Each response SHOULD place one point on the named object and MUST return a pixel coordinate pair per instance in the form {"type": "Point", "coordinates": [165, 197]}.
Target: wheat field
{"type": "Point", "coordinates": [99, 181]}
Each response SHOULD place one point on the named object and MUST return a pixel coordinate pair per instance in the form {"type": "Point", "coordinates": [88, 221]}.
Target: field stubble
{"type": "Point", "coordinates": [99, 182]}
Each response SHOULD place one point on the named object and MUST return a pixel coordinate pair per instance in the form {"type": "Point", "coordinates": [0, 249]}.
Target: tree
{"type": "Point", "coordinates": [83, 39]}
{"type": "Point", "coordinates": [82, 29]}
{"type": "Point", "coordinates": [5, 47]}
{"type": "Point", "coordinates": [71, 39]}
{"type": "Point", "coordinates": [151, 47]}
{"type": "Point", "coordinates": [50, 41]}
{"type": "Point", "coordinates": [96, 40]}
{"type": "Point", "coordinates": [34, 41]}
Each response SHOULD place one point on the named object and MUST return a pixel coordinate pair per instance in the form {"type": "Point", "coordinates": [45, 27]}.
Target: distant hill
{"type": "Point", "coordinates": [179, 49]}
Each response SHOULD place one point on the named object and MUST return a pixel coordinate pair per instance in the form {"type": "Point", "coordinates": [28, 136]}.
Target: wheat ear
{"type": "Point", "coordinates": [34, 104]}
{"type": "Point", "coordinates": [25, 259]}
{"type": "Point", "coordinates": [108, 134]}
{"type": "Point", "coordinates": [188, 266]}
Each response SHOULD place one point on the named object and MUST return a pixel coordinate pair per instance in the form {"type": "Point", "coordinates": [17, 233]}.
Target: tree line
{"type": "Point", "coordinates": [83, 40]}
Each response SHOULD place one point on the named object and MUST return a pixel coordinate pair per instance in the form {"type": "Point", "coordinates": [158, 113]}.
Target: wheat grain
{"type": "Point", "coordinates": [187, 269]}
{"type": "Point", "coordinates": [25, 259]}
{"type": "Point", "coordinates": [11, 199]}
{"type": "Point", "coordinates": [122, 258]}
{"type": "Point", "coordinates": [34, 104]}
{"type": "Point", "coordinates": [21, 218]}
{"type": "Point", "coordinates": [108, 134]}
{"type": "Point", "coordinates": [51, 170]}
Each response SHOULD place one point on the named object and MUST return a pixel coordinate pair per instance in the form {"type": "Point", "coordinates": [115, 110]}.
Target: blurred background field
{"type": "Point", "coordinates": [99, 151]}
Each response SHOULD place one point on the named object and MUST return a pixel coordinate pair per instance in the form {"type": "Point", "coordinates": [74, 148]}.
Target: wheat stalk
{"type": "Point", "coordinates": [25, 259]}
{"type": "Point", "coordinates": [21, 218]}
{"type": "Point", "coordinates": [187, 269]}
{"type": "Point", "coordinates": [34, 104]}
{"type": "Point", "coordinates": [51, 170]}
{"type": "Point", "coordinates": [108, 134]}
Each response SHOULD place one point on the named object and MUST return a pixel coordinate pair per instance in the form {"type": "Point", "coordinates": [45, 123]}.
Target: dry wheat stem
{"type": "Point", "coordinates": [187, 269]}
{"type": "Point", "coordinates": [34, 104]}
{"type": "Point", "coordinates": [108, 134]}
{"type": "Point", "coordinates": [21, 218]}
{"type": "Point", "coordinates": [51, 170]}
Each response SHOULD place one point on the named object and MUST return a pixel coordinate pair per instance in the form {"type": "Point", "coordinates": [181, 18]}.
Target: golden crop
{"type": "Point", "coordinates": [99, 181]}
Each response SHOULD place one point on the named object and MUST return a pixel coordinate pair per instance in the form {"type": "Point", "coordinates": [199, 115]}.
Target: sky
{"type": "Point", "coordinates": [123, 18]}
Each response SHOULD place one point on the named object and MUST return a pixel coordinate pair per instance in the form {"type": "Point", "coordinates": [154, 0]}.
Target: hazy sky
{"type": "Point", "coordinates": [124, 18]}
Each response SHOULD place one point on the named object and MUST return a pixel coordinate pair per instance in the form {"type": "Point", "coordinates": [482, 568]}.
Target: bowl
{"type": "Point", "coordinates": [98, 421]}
==================================================
Given problem ->
Give the listing above again, word for word.

Result of this task ->
Each response SHOULD place one point on the named object and MUST return a pixel coordinate pair per instance in the form {"type": "Point", "coordinates": [165, 197]}.
Target: wheat field
{"type": "Point", "coordinates": [99, 181]}
Each response SHOULD place one point on the named object and MUST return a pixel coordinate pair per instance in the form {"type": "Point", "coordinates": [88, 221]}.
Target: field stubble
{"type": "Point", "coordinates": [99, 182]}
Each response SHOULD place one point on the named object and MUST return a pixel coordinate pair per instance in the form {"type": "Point", "coordinates": [0, 249]}.
Target: tree
{"type": "Point", "coordinates": [83, 39]}
{"type": "Point", "coordinates": [82, 29]}
{"type": "Point", "coordinates": [5, 47]}
{"type": "Point", "coordinates": [71, 39]}
{"type": "Point", "coordinates": [151, 47]}
{"type": "Point", "coordinates": [50, 41]}
{"type": "Point", "coordinates": [96, 40]}
{"type": "Point", "coordinates": [34, 41]}
Each response SHOULD place one point on the named object and MUST return a pixel coordinate pair per instance in the form {"type": "Point", "coordinates": [45, 27]}.
Target: distant hill
{"type": "Point", "coordinates": [179, 49]}
Each response SHOULD place one point on the named object and MUST return a pixel coordinate pair per instance in the form {"type": "Point", "coordinates": [28, 136]}.
Target: wheat ear
{"type": "Point", "coordinates": [34, 104]}
{"type": "Point", "coordinates": [25, 259]}
{"type": "Point", "coordinates": [108, 134]}
{"type": "Point", "coordinates": [188, 266]}
Each response SHOULD place one point on the named object and MUST return a pixel coordinate pair per instance in the form {"type": "Point", "coordinates": [17, 233]}.
Target: tree line
{"type": "Point", "coordinates": [83, 40]}
Each response SHOULD place one point on the named object and MUST return a pixel coordinate pair per instance in the form {"type": "Point", "coordinates": [158, 113]}.
Target: wheat grain
{"type": "Point", "coordinates": [187, 269]}
{"type": "Point", "coordinates": [25, 259]}
{"type": "Point", "coordinates": [11, 199]}
{"type": "Point", "coordinates": [122, 258]}
{"type": "Point", "coordinates": [34, 104]}
{"type": "Point", "coordinates": [21, 218]}
{"type": "Point", "coordinates": [108, 134]}
{"type": "Point", "coordinates": [51, 170]}
Each response SHOULD place one point on the named object and MUST return a pixel coordinate pair per instance in the form {"type": "Point", "coordinates": [115, 110]}.
Target: blurred background field
{"type": "Point", "coordinates": [99, 151]}
Each response SHOULD place one point on the named object and MUST return a pixel coordinate pair per instance in the form {"type": "Point", "coordinates": [74, 148]}.
Target: wheat stalk
{"type": "Point", "coordinates": [25, 259]}
{"type": "Point", "coordinates": [21, 218]}
{"type": "Point", "coordinates": [187, 269]}
{"type": "Point", "coordinates": [34, 104]}
{"type": "Point", "coordinates": [51, 170]}
{"type": "Point", "coordinates": [108, 134]}
Each response SHOULD place one point on the named object and MUST return a pixel coordinate pair per instance in the form {"type": "Point", "coordinates": [45, 123]}.
Target: dry wheat stem
{"type": "Point", "coordinates": [187, 269]}
{"type": "Point", "coordinates": [34, 104]}
{"type": "Point", "coordinates": [108, 134]}
{"type": "Point", "coordinates": [21, 218]}
{"type": "Point", "coordinates": [51, 170]}
Each response SHOULD place one point on the named object and MUST return a pixel coordinate pair per instance in the form {"type": "Point", "coordinates": [181, 18]}.
Target: golden crop
{"type": "Point", "coordinates": [99, 181]}
Each response SHOULD place one point on the named object and MUST return a pixel coordinate pair per instance in the form {"type": "Point", "coordinates": [199, 115]}.
Target: sky
{"type": "Point", "coordinates": [123, 18]}
Each response SHOULD place one point on the named object and MUST return a pixel coordinate pair per instance in the form {"type": "Point", "coordinates": [154, 0]}.
Target: hazy sky
{"type": "Point", "coordinates": [124, 18]}
Each response SHOULD place one point on the named object and MUST return a pixel coordinate pair per instance in the form {"type": "Point", "coordinates": [482, 568]}.
Target: bowl
{"type": "Point", "coordinates": [98, 421]}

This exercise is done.